> _What to produce_
Collect every line in the entries of the data listing below that contains the string "brown". Count only matches with the same capitalization.

(Data listing)
::::::::
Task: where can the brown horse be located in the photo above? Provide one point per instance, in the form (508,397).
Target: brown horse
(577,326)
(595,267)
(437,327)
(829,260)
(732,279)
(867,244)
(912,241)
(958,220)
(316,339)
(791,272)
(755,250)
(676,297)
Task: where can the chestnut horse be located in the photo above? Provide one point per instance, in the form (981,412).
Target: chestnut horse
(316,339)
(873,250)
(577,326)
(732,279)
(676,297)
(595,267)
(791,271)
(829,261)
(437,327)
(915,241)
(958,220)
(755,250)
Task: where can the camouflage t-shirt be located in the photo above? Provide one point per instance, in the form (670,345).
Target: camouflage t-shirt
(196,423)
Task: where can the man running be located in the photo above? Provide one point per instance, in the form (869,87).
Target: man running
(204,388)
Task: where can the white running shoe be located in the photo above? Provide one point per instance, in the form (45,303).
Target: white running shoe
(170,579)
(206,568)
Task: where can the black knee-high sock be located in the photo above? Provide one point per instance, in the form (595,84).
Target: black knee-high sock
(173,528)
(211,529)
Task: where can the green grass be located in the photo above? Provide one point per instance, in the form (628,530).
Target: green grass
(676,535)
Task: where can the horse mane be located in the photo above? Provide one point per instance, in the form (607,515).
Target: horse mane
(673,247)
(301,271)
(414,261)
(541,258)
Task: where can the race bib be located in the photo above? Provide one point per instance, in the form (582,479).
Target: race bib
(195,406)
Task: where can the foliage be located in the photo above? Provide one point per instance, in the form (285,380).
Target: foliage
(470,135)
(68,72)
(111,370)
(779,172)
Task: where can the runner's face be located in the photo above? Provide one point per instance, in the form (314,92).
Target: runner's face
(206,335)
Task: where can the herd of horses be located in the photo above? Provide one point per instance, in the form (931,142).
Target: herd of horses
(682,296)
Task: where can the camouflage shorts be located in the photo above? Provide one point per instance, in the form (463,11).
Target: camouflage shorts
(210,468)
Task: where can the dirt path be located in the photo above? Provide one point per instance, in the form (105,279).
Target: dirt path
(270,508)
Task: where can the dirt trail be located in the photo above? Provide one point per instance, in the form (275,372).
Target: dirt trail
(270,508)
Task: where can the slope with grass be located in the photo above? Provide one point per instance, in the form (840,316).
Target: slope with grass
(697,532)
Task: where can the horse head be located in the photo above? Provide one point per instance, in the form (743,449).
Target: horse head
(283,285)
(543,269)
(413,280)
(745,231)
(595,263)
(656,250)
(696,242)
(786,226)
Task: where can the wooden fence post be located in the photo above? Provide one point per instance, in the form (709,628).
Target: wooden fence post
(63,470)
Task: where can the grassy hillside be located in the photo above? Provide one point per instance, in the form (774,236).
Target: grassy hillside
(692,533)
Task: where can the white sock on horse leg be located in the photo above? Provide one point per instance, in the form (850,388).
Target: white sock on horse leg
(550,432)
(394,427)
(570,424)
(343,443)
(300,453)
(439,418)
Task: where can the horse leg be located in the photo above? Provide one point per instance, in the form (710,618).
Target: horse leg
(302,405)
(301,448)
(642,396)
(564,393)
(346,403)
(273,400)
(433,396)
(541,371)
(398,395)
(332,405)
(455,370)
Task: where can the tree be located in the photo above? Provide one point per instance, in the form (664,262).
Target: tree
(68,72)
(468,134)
::::::::
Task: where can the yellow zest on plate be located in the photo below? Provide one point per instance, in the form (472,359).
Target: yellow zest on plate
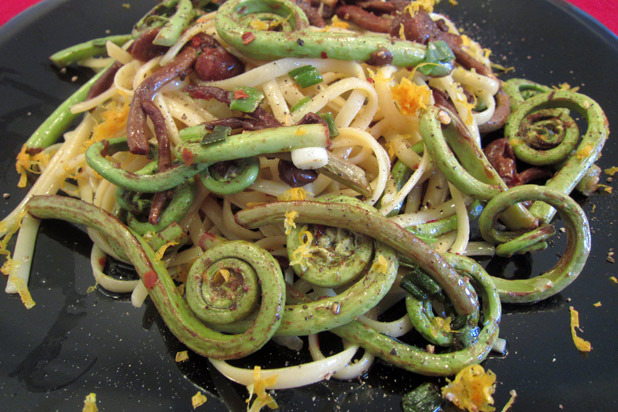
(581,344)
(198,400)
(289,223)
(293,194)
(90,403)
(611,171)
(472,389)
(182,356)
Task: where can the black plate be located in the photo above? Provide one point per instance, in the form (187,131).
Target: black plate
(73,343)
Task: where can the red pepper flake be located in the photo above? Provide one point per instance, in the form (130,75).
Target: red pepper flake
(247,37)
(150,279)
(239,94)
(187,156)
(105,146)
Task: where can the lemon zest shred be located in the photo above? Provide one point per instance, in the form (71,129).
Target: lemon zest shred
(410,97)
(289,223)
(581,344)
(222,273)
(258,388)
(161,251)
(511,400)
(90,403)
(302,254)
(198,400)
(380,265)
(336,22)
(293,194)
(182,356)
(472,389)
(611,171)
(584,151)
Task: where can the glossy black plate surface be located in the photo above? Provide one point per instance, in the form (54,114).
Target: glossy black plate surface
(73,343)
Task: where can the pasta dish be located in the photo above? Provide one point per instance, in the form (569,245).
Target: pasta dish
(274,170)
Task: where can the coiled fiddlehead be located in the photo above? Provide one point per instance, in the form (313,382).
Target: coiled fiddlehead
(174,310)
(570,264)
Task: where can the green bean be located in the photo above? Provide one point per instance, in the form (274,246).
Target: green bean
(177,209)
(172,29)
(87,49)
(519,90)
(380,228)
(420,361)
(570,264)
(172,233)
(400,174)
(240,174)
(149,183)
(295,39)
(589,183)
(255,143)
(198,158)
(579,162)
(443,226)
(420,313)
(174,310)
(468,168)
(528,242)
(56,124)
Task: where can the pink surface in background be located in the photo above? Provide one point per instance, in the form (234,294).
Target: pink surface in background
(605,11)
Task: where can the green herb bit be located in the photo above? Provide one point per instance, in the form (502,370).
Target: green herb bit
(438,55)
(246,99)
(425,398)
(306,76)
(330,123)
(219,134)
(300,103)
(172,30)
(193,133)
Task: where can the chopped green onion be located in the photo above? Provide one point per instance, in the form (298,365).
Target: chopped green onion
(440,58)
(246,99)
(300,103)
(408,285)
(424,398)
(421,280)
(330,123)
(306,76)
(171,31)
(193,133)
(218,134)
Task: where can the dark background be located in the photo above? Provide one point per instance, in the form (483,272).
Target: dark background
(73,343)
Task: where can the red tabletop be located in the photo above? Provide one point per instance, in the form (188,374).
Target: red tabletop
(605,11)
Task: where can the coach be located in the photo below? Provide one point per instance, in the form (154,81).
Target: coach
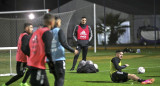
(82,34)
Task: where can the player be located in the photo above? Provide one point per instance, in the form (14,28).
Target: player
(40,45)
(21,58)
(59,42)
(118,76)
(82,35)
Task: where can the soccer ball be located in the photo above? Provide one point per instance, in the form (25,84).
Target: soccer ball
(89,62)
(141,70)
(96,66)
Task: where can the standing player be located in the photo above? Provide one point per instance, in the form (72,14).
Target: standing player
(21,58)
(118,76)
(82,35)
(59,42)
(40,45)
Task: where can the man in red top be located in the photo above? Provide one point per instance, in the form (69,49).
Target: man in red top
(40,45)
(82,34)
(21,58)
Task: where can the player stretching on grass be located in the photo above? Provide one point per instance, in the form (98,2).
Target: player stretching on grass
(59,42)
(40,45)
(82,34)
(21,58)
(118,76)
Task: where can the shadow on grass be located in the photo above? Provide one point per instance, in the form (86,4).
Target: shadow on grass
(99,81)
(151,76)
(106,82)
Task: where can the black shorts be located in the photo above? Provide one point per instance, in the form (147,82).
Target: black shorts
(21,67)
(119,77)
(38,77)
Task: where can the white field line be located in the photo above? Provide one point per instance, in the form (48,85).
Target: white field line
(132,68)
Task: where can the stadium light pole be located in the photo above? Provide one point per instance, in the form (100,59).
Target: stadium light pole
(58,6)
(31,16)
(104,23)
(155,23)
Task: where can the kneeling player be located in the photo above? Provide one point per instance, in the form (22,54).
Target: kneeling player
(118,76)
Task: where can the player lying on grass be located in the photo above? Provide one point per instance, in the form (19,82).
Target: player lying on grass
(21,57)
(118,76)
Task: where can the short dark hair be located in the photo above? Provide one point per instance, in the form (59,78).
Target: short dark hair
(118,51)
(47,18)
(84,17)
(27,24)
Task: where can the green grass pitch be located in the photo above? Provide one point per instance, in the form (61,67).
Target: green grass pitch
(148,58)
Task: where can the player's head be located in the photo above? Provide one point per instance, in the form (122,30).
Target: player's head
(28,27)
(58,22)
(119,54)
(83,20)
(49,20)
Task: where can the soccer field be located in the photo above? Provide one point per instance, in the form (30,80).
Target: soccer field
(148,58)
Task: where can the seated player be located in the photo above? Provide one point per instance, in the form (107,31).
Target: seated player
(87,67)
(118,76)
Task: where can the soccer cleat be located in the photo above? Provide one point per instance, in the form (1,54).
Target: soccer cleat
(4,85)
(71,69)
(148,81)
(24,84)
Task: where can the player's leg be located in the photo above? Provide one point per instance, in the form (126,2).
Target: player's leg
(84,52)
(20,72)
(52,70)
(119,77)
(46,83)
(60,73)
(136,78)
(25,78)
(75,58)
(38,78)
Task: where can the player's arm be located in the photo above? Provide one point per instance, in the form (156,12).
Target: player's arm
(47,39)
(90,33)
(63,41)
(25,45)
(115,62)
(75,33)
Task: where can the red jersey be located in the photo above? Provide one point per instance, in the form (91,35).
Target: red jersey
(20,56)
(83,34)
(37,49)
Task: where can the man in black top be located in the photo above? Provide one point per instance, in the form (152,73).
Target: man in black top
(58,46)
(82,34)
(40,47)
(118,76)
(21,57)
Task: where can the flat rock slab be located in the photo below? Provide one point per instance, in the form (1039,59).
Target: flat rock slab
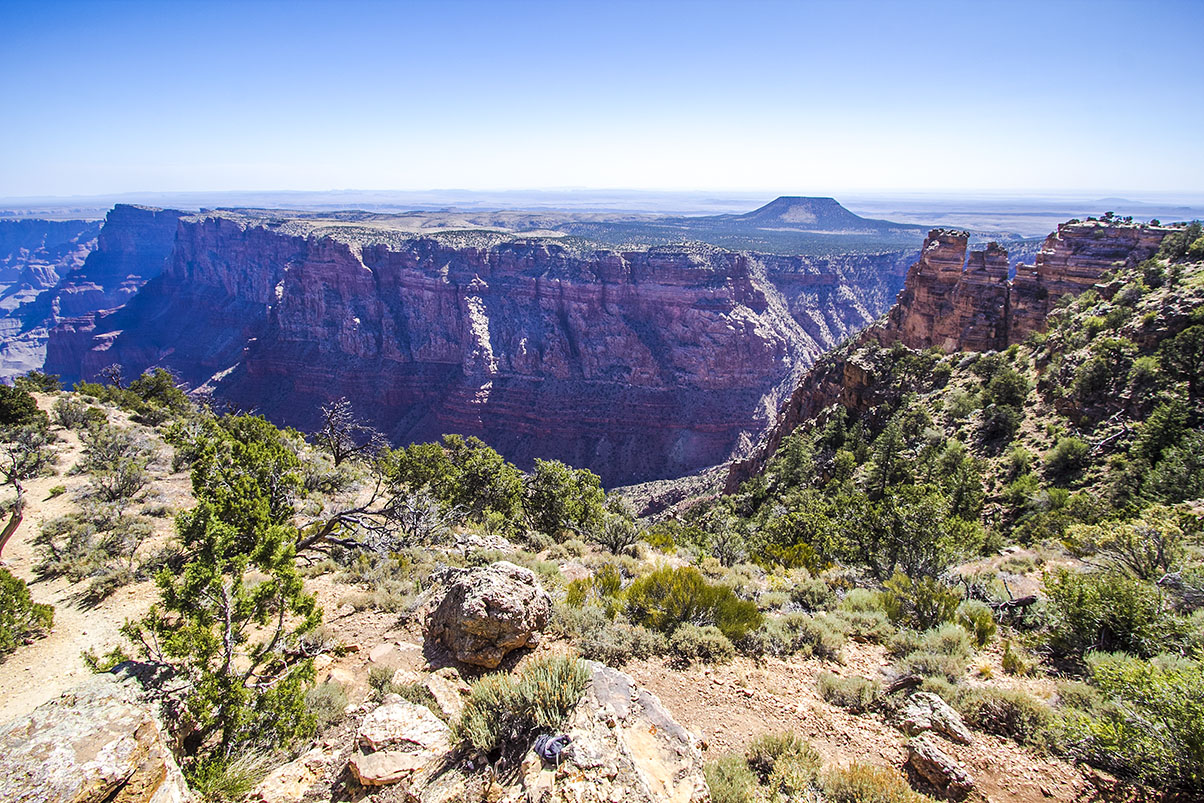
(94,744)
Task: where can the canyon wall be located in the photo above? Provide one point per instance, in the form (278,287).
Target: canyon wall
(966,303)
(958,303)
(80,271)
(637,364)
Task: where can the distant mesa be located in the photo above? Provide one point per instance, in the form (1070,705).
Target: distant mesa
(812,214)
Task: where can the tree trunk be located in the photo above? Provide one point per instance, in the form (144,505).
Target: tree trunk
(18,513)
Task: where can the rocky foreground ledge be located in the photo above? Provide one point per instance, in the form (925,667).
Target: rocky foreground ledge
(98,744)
::::::::
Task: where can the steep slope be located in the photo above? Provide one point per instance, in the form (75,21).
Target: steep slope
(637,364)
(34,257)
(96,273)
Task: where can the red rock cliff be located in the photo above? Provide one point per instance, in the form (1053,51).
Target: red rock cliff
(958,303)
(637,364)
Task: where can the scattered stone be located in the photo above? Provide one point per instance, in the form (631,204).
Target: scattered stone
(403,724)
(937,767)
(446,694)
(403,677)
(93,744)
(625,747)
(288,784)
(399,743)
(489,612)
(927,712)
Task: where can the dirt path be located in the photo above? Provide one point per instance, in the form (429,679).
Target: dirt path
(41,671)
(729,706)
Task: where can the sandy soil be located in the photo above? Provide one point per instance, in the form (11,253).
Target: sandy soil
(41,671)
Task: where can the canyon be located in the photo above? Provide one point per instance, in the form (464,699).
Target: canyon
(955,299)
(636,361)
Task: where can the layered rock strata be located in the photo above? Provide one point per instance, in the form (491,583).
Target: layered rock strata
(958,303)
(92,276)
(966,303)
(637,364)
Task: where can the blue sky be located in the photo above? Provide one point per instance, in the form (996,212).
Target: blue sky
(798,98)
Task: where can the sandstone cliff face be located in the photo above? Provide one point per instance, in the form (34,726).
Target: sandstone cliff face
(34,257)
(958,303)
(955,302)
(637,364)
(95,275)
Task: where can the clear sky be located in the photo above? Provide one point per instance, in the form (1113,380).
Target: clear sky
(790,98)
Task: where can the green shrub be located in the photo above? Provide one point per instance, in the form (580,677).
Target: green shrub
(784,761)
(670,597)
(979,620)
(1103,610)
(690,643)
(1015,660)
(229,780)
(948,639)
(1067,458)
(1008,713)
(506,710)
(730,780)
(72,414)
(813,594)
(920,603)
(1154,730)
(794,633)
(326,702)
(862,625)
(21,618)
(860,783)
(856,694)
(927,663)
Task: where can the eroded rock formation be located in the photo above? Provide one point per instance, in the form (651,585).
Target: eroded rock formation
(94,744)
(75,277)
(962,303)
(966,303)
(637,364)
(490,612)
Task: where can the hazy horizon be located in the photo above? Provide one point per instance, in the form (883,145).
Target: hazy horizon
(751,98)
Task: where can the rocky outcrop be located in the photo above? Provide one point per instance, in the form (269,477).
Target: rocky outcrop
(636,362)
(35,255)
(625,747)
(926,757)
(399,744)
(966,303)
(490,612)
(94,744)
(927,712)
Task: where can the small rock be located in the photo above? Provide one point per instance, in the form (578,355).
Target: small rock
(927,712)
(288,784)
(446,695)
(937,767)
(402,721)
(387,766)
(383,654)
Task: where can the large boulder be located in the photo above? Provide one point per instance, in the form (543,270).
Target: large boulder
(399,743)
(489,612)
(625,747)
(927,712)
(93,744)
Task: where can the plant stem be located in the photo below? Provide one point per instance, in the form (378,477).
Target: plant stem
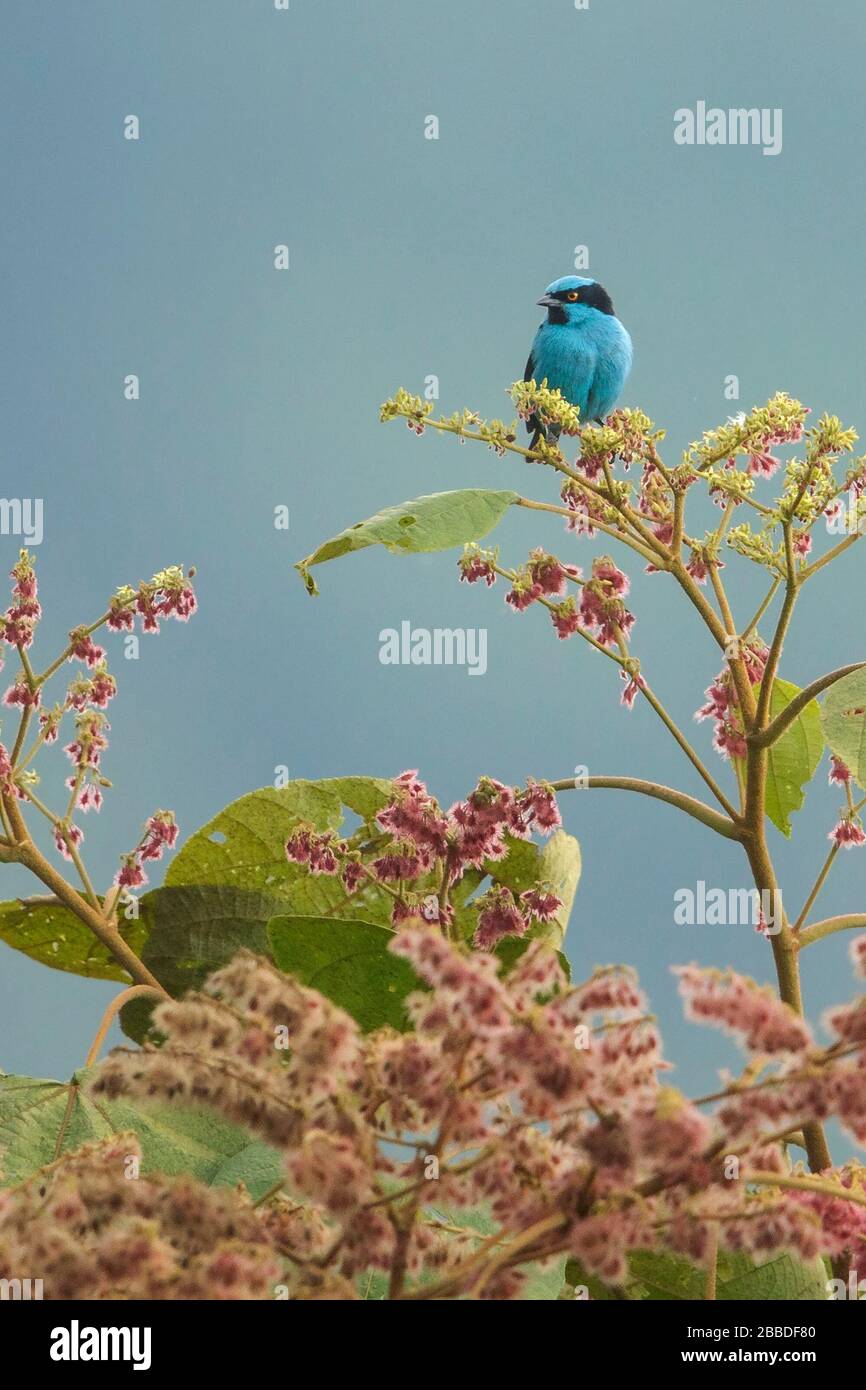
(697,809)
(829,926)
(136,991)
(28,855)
::::::::
> _Task response_
Task: where can the brown horse be located in the photo above? Provide one point per instance, in the form (508,397).
Target: brown horse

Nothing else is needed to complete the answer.